EXCERTO PARA LER -

◇ ◇ ◇ ◇ ◇

A escolha dos ingredientes baseava-se numa sabedoria antiga, de experiência feita, que determinava o que “pertencia” a cada prato, o que “ia” com quê, os sabores que “ligavam” ou não entre si. 

Traziam para a mesa verdadeiras obras de arte de culinária portuguesa, com um brio que disfarçavam com a falsa modéstia dos diminutivos – “Ora aqui está o cabritinho”, “Vamos lá ver se gosta do bacalhauzinho”, “Olhe que o agriãozinho é do meu quintal”. 

Ficavam depois a olhar discretamente para nós, para nos verem na cara os sinais do prazer de cada petisco, mesmo quando à partida já tinham a certeza do triunfo, porque cada novo cliente satisfeito era como uma medalha de honra adicional. 

E a melhor recompensa das boas Senhoras era o apetite com que nos viam: “Mais um filetezinho?” “Mais uma batatinha assada?”.

Hoje em dia, ao que parece, nestes tempos de terminologias filtradas, já não há cozinheiros, há “chefes”, e a respectiva média etária ronda a dos demais jovens empresários de sucesso com que os vemos cruzarem-se indistintamente nas páginas da “Caras” e da “Olá”. 

Os nomes próprios seguem um abecedário previsível – Afonso, Bernardo, Caetano, Diogo, Estêvao, Frederico, Gonçalo, … – e os apelidos parecem um anuário do Conselho de Nobreza, com uma profusão ostensiva de arcaísmos ortográficos que funcionam como outros tantos marcadores de distinção – Vasconcellos, Athaydes, Souzas, Telles, Athouguias, Sylvas… 

Quase nunca os vemos, claro, porque os deuses só raramente descem do Olimpo, mas somos recebidos por um exército de divindades menores cuja principal função é darem-nos a entender o enorme privilégio que é podermos aceder a semelhante espaço tão acima do nosso habitat social natural. 

A explicação da lista é, por isso, um longo recitativo barroco, debitado em registo enjoado, em que, mais do que dar-nos uma ideia aproximada das escolhas possíveis, se pretende esmagar-nos com a consciência da nossa pressuposta inadequação à cerimónia em curso.

◇ ◇ ◇ ◇ ◇

DADOS FORNECIDOS -
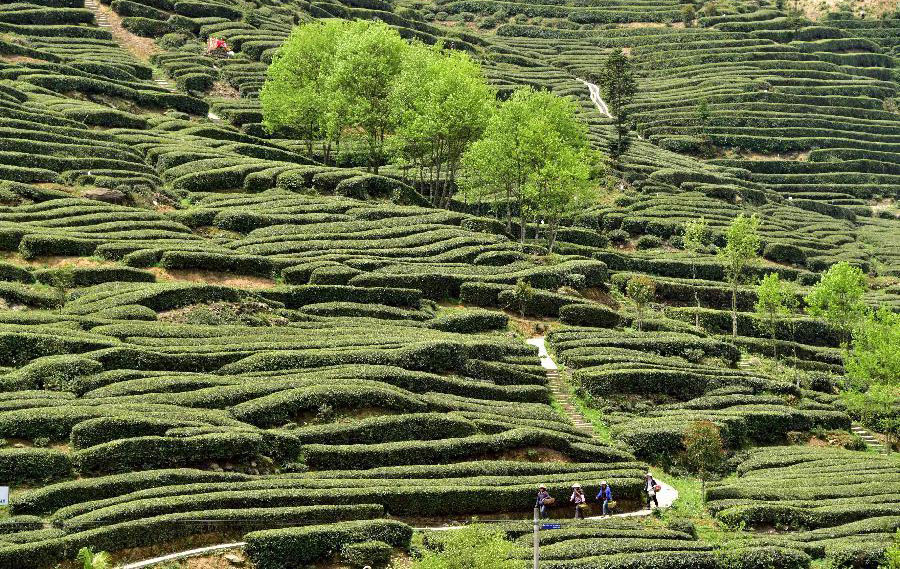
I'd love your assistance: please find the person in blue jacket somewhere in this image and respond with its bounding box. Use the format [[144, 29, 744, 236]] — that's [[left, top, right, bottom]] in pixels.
[[597, 480, 612, 516], [535, 484, 553, 518]]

◇ ◇ ◇ ◇ ◇

SOBRE A TAREFA -
Apresente, por favor, a continuação do texto sobre cozinheiros e chefes a partir da última frase. O material fornecido é independente do texto sobre cozinheiros e chefes.

RESULTADO DA TAREFA -
A regra de ouro é, claro, o inusitado das propostas culinárias em jogo e, preferivelmente, a sua absoluta ininteligibilidade para o cidadão comum. 

Mandam, pois, o bom senso e o próprio instinto de auto-defesa que se delegue na casa a escolha do menu, sabendo-se, no entanto, que não vale a pena sonhar com que pelo meio nos apareça um pobre cabrito assado no forno, um humilde sável com açorda, ou uma honesta posta de bacalhau preparada segundo qualquer das “Cem Maneiras” santificadas das nossas Avós. 

Seja o que Deus quiser! 

E começam então a chegar a “profiterolle de anchova em cama de gomos de tangerina caramelizados, com espuma de champagne”, o “ceviche de vieira com molho quente de chocolate branco e raspa de trufa”, a “ratatouille de pepino e framboesa polvilhada com canela e manjericão”, e por aí fora, em geral com largos minutos de intervalo entre cada prato e o seguinte, para nos dar tempo de meditar sobre a experiência numa espécie de retiro espiritual momentâneo…

E é de experiência que se pode aqui falar no sentido mais fugaz do termo. 

Deliciosa ou intragável, a oferta tende a ser, por princípio, “one time only”, porque quando o empregado anuncia, na sua meia voz enfadada, o “camarão salteado em calda de frutos silvestres e açafrão”, o uso do singular não é metafórico – é mesmo um exemplar único da espécie que se nos apresenta em toda a sua glória, ainda que possa reinar isolado no meio de um prato em que, em tempos, caberia um costeletão de novilho com os respectivos acompanhamentos. 

Se se detestar, há pelo menos a consolação de que não haverá qualquer hipótese de reincidência do crime; se se adorar – o que há que reconhecer que muitas vezes acontece – ficará apenas a memória fugidia do prazer inesperado.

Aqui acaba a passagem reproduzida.